Output every line of the entries from the line containing "Indicate the man's eyeglasses" through the last, exactly, with no other content.
* BEGIN Records for the task *
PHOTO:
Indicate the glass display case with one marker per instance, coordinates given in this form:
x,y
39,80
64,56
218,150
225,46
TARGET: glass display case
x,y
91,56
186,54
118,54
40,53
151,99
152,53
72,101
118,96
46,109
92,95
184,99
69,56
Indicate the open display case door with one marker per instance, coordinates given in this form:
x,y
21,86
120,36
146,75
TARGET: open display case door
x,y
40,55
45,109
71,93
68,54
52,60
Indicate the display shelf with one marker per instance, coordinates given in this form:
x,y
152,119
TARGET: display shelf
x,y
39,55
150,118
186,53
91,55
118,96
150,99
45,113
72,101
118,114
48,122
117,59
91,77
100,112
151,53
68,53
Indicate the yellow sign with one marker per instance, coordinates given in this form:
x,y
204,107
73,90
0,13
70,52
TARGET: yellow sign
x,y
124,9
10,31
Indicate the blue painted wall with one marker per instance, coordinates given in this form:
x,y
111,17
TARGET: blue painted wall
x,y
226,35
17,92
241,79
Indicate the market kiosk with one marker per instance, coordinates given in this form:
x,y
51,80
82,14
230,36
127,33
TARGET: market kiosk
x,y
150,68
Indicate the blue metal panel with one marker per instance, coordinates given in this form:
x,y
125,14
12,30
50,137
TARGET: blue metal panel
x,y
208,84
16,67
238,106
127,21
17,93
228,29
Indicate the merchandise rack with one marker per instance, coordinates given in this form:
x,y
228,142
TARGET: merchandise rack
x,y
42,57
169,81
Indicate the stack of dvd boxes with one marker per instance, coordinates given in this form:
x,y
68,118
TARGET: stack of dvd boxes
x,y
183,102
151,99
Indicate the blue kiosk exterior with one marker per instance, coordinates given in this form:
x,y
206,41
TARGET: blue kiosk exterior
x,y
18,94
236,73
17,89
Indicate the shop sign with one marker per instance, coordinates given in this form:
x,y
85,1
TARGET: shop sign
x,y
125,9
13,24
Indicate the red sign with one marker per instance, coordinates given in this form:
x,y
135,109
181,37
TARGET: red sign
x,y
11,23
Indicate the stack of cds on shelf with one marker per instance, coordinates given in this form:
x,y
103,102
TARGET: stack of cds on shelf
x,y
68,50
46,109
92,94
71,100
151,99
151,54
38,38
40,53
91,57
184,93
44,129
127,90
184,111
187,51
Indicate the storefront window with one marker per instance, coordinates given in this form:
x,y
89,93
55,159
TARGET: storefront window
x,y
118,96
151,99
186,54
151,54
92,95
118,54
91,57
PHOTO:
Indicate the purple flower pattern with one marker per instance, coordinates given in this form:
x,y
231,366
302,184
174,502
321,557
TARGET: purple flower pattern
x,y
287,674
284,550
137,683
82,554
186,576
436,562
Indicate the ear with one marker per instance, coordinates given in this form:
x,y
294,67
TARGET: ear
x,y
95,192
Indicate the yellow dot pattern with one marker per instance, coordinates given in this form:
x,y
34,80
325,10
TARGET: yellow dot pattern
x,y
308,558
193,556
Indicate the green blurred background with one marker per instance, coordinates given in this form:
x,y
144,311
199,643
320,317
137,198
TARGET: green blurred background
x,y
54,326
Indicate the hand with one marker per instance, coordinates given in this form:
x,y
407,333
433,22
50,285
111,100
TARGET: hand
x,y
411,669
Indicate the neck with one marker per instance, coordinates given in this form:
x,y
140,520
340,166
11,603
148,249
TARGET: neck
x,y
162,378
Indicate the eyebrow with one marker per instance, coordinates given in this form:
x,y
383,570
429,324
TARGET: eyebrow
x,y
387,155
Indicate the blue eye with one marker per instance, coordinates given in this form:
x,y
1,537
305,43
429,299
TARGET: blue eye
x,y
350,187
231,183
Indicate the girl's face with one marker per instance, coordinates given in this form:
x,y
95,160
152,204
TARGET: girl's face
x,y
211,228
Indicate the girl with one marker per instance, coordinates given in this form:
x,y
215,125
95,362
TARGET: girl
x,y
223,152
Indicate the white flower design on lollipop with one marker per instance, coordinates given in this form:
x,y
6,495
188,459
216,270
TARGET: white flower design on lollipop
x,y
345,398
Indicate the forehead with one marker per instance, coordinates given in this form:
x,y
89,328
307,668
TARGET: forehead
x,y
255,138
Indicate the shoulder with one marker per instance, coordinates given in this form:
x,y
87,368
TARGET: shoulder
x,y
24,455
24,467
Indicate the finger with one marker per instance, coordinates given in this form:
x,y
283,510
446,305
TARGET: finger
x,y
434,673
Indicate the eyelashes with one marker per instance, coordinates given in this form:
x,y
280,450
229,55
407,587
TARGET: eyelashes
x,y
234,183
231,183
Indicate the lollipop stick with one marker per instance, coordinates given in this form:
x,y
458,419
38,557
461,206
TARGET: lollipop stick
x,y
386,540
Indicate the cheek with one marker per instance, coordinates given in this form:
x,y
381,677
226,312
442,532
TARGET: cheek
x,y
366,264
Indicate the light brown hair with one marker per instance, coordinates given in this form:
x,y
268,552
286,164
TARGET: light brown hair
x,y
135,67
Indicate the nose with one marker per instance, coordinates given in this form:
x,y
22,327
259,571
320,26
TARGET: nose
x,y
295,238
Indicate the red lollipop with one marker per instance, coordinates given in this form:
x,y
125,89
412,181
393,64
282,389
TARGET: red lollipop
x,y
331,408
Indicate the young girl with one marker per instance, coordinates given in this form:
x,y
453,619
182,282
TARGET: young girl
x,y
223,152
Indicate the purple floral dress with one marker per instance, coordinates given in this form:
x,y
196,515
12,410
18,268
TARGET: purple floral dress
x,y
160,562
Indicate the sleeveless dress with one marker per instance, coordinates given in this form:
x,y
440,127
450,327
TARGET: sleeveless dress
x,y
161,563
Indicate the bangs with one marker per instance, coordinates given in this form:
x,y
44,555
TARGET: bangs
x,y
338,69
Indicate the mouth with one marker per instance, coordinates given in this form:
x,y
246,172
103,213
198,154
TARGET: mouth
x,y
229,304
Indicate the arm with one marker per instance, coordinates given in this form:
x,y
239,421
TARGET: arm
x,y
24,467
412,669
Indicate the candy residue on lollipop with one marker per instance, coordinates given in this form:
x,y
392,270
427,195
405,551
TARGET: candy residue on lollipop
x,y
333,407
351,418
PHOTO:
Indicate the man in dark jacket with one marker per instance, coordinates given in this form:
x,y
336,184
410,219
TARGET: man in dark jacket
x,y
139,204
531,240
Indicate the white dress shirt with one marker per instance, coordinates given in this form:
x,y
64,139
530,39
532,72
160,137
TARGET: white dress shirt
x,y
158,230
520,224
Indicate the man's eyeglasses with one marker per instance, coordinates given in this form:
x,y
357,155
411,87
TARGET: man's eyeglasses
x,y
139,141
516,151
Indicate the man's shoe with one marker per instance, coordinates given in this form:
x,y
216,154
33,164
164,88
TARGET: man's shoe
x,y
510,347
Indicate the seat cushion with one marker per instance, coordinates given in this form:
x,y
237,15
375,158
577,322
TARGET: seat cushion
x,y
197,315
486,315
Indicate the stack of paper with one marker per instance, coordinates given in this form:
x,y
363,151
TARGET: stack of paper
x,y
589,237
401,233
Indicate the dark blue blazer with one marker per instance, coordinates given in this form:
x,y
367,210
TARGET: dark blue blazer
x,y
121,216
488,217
* END Records for the task *
Correct answer:
Indicate the man's eyeglasses with one marker per instance, coordinates given in this form:
x,y
357,155
411,87
TARGET: man's eyeglasses
x,y
139,141
516,151
Indicate the man's shoe with one marker per instance, coordinates given in this form:
x,y
216,154
33,164
164,88
TARGET: man's shoe
x,y
510,347
Indicate the seat cushion with one marker per instance, coordinates given in this form:
x,y
237,15
375,158
577,322
TARGET: seat cushion
x,y
197,315
486,315
Indicate the stack of paper with one marker per instance, coordinates given in this form:
x,y
363,151
TARGET: stack of paper
x,y
589,237
401,233
Indicate the dark blue blazer with one marker per instance, coordinates given in this form:
x,y
367,210
TARGET: dark blue blazer
x,y
121,216
488,217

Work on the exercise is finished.